## Given task
Change "in this photo" to "in this image" everywhere in the lines below, keep everything else the same, and leave the pictures out of your answer.

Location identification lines
● ● ● ● ●

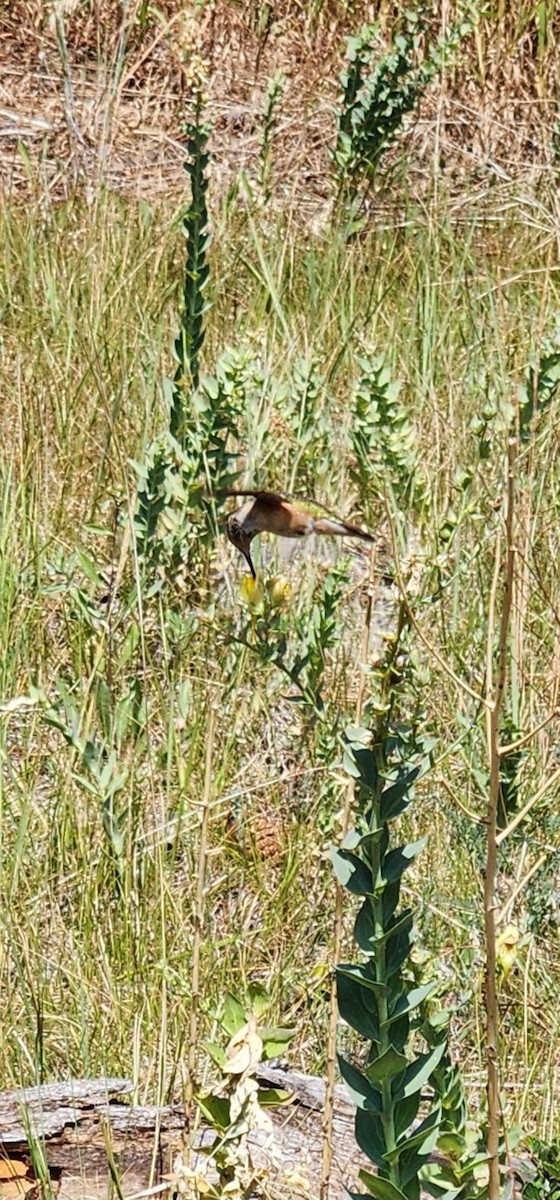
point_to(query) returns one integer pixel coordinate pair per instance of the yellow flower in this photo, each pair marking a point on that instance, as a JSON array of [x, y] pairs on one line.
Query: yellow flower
[[280, 591], [252, 593], [507, 946]]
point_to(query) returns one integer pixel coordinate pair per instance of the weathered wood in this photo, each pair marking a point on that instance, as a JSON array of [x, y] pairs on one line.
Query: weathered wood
[[76, 1120]]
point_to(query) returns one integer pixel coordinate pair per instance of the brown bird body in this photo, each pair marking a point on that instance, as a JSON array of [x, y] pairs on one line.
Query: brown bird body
[[271, 513]]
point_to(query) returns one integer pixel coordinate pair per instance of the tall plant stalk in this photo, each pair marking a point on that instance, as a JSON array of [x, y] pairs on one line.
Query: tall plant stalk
[[191, 337], [495, 691]]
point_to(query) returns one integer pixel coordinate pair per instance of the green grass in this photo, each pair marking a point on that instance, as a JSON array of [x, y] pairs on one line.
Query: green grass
[[95, 961]]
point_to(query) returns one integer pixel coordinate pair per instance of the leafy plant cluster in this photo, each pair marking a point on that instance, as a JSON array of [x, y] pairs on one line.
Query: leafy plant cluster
[[378, 93]]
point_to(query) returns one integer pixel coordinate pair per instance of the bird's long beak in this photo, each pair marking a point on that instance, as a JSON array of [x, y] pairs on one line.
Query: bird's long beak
[[247, 555]]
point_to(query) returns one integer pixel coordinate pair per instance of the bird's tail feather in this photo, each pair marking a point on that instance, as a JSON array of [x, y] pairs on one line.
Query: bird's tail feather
[[341, 529]]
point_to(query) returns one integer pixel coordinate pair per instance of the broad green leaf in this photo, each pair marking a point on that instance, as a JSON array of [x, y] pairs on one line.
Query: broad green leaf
[[396, 798], [360, 763], [397, 861], [275, 1041], [420, 1071], [423, 1138], [404, 1113], [362, 1093], [369, 1137], [387, 1066], [398, 948], [363, 930], [409, 1002], [351, 871], [357, 1007], [360, 973], [380, 1188]]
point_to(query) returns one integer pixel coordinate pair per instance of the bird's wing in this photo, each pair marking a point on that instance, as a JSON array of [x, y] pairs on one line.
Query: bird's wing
[[277, 497], [259, 495]]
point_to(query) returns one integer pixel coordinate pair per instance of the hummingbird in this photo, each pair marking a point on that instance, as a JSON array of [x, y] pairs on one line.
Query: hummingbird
[[272, 513]]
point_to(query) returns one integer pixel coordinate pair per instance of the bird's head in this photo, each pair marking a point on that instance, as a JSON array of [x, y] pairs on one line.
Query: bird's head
[[241, 539]]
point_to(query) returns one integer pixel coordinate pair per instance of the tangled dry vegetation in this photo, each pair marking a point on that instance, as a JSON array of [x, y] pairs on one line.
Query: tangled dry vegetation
[[106, 101]]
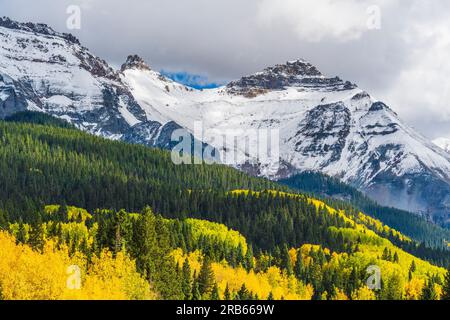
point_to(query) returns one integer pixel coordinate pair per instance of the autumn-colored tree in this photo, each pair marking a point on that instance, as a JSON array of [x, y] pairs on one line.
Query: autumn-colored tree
[[206, 278], [446, 286]]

● ● ● ● ●

## The completed task
point_to(query) returns one integer pixel coordinate pair per instance of the yellow flower in this image, each pair marking a point on that instance, as a JSON array of [x, y] pairs on one line.
Query: yellow flower
[[280, 591], [252, 593], [507, 946]]
point_to(query) returns one integer pixel coordinate pair per instance of the weathered wood in this image, each pair marking a point on that instance, as a JSON array of [x, y] pairs on one line.
Query: weathered wood
[[76, 1120]]
point_to(query) returns one integer pixel coordinate pair per instance of the brown bird body in this image, each pair marking a point on that instance, as a JSON array of [x, y] pairs on one line.
Query: brown bird body
[[271, 513]]
point_to(query) returns one integer pixel coordinate pair per instance of the tall plant stalk in this image, each pair marking a point on that instance, as a JSON array of [x, y] pairs on one line.
Query: tall plant stalk
[[191, 337], [495, 691]]
point_to(query) returns one integer pixel coordinate pair per instance of the green grass in this image, each pair marking a point on that instance, as a JSON array of [x, y] pairs on one line.
Query: green grass
[[95, 961]]
point_to(query) returns one integer pixel coordinate pair per instance of the leafy plant cluster in this image, each pair marking a point on that instance, as a JSON array of [x, y] pairs on one line.
Query: leafy plant cluster
[[378, 93]]
point_to(query) returns one integer pixel coordinate pair per instance of the bird's long beak in this image, each pair marking a point on that instance, as a JSON array of [x, y] pairs on one line.
Query: bird's long beak
[[247, 555]]
point_to(query) returns one integer pixel coordinate pair per instance of the bird's tail feather in this image, each pair marking a point on that instance, as a JSON array of [x, y] pairs on one line.
Query: bird's tail feather
[[341, 529]]
point_to(query) returns one integer pixel coordinate pair per instance of the broad green leaf in this image, each pair marking a point on that instance, as a JSON array of [x, y] pairs on one line.
Query: broad green leaf
[[396, 798], [360, 763], [397, 861], [275, 1041], [420, 1071], [423, 1138], [404, 1113], [362, 1093], [369, 1137], [387, 1066], [398, 948], [363, 930], [409, 1002], [351, 871], [357, 1007], [360, 973], [380, 1188]]
point_to(query) returns one integer pixel coordinate pair per instance of the bird's wing in this image, each pair marking a point on that instance, as a JSON array of [x, y] pairs on one line.
Query: bird's wing
[[277, 497], [259, 495]]
point_to(query) returns one integer pixel coordinate pair per instance of the hummingbird in this image, each pair marking a point on that instance, as a JSON array of [x, y] pairs on one line.
Query: hummingbird
[[272, 513]]
point_to(query) returns one integer pixel coordinate pair per instance of the bird's head in this image, each pair marking a point on that instance, as a JSON array of [x, y] pairs on one line.
Query: bird's head
[[241, 539]]
point_to(query) returns one integer pixel coordinate pair per instance of the tangled dry vegetation in this image, each pair marking a point on that instance, as a JSON array of [x, y] pairs on one line.
Query: tangled dry vegetation
[[106, 101]]
point_to(query) returns one integer pixel coordinate pair per instance of the autumn-colored tree in this image, each pair marking a point on that instance, as a JSON array of [x, y] pairs on one line.
Query: autumn-colored tree
[[206, 278], [446, 286]]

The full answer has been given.